● Study text:
------------------------------------

Despite a growing abundance of good resources related to injury prevention, sports injury rehab and proper movement, there are still far too many well-accepted myths related to sports injury recovery. These myths often give physical therapy patients unreasonable expectations about their recoveries, and they may even lead some people to make matters worse. To help uncover the truth, we’ve compiled seven of the most common rehab myths you can dispel for your patients.
Myth #1: “Rest is best!”
PTs understand that properly dosed exercise is (usually) the best way to heal an injury. However, plenty of people still buy into the idea that injuries require total rest — not just of the injured area, but of the body as a whole. Injured muscles and connective tissues require blood flow, contraction, compression and decompression to heal optimally, and bedrest will delay the process and potentially cause contractures.
Myth #2: “No pain, no gain!”
Training around injuries can be useful and even necessary for competitive athletes. Training through pain, however, isn’t a great idea before an injury — and it’s a horrible idea once a tissue has been damaged. Pain is the body’s warning sign, and pushing through it will lead to dysfunctional motor patterns and possibly even chronic pain that lingers after the injury is healed. A better solution is to help patients distinguish necessary discomfort from harmful pain.
Myth #3: “Surgery is your only option.”
Depending on the injury, physical therapy may be just as effective as surgery, if not more so. Full ruptures and fractures require operations, of course, but partial tears and minor degeneration can often heal on their own with a little coaxing from the right modality equipment.
Myth #4: “Stretching is a cure-all for tight muscles.”
Common advice for a tight muscle group is to stretch it harder, more frequently — or both. While stretching can be useful, however, muscles usually get tight because they’re working harder than they should be, or in ways that they shouldn’t be. If improper movement or misaligned bone structures are causing the tightness, then stretching will only serve as a temporary fix — one that likely won’t prevent more serious injuries.
Myth #5: “The stronger you are, the less likely you are to get hurt.”
Strength loss and strength deficits are bad signs, but strengthening a muscle is not a surefire way to prevent injury. If your lower abs and glutes are weak, for instance, then strengthening your erectors probably isn’t going to prevent lower back pain. Likewise, strengthening an overactive muscle may make it even more susceptible to injury. Working on strength, endurance and flexibility in injury-specific areas is key.
Myth #6: “When an area hurts, that area is where your problem is.”
Laypeople often think in terms of muscles and body parts — but no structure works in isolation. A non-painful dysfunction in your hip might lead to a postural problem that causes shoulder pain, for example. Treating the shoulder may provide temporary relief, but until you address the hip issue, your shoulder pain will keep flaring up.
Myth #7: “Your injury will heal in X days, weeks or months.”
There are plenty of rules of thumb for different tissues, injuries, severities and surgeries. While these rules are helpful for making long-term predictions and creating an initial plan of care, patients should not view them as hard-and-fast rules for returning to work or sport.

------------------------------------

● Provided data:
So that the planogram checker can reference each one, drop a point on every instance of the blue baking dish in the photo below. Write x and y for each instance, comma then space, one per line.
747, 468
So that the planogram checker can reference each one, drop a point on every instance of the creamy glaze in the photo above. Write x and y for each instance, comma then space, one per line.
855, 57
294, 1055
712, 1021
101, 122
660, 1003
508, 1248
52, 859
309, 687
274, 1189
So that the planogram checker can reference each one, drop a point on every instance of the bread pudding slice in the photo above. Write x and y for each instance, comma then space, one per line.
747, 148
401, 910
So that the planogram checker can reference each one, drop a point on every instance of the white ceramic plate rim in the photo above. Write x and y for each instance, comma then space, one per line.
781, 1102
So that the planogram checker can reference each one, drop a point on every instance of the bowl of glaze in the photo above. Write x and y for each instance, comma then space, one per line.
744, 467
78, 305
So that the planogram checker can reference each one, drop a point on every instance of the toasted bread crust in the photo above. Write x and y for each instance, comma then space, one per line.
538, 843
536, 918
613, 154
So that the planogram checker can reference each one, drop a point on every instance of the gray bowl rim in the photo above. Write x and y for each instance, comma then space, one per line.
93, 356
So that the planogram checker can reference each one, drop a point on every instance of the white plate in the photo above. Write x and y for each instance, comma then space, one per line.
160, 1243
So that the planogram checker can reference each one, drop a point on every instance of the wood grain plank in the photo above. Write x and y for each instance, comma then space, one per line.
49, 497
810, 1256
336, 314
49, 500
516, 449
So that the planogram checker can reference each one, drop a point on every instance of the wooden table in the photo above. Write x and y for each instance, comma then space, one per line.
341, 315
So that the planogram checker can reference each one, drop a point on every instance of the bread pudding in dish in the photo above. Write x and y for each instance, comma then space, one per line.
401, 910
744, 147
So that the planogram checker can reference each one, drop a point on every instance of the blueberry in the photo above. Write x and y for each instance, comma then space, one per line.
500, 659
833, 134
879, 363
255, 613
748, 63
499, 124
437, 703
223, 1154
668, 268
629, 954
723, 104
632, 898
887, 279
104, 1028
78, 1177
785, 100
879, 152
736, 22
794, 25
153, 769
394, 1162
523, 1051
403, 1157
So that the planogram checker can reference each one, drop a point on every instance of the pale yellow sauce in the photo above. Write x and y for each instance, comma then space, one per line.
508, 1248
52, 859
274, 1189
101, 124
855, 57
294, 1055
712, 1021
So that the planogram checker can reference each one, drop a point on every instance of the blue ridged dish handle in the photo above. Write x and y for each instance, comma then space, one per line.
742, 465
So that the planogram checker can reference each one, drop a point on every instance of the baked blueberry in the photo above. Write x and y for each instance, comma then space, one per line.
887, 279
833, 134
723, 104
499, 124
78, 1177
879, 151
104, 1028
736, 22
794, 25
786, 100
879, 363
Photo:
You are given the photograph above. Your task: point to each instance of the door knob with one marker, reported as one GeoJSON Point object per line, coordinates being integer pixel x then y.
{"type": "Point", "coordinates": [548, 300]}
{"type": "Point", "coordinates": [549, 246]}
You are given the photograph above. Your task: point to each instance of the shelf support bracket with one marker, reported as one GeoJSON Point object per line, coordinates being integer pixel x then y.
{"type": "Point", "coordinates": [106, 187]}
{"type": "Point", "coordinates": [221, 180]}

------------------------------------

● What is required: Rewrite the passage of the rehab myths text starting at "Strength loss and" and ending at "keep flaring up.", substituting "knee" for each occurrence of "shoulder". The lines have no connection to the rehab myths text.

● Solution for this exercise:
Strength loss and strength deficits are bad signs, but strengthening a muscle is not a surefire way to prevent injury. If your lower abs and glutes are weak, for instance, then strengthening your erectors probably isn’t going to prevent lower back pain. Likewise, strengthening an overactive muscle may make it even more susceptible to injury. Working on strength, endurance and flexibility in injury-specific areas is key.
Myth #6: “When an area hurts, that area is where your problem is.”
Laypeople often think in terms of muscles and body parts — but no structure works in isolation. A non-painful dysfunction in your hip might lead to a postural problem that causes knee pain, for example. Treating the knee may provide temporary relief, but until you address the hip issue, your knee pain will keep flaring up.